Segment Start: Listed entries
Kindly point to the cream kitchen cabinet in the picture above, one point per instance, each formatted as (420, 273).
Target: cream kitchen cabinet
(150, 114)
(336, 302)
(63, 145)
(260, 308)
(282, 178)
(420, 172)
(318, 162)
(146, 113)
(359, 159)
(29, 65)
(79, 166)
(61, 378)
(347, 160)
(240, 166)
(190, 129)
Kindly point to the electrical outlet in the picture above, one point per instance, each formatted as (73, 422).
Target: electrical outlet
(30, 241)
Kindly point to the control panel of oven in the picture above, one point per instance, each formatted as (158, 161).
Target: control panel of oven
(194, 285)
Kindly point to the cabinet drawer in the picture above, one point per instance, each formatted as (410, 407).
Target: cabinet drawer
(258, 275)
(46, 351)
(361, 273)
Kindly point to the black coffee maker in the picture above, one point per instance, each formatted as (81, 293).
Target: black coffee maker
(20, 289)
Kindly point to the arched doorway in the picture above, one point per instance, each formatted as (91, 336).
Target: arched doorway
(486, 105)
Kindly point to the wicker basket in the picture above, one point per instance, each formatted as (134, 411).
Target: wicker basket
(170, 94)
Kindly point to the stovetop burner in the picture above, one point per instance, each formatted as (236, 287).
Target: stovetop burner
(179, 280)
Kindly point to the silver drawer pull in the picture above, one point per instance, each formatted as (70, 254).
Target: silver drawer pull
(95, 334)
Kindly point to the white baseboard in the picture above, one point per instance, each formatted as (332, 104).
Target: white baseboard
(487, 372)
Segment End: Listed entries
Segment Start: Listed entries
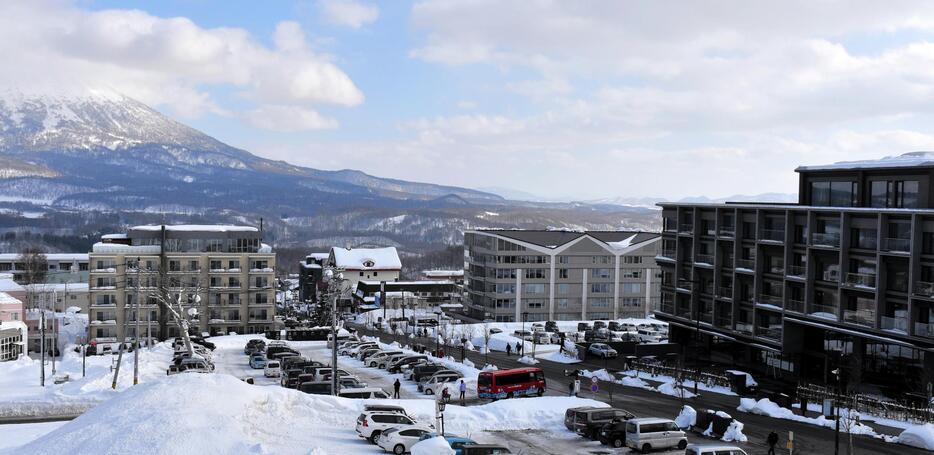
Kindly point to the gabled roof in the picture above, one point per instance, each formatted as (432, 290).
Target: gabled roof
Segment End: Listed entries
Aim of the exercise |
From the records above, copy each line in which the string "gabled" occurs.

Solution |
Kindly point to the gabled roof in the picture above, one point per instance, each formatted as (432, 290).
Target: gabled roof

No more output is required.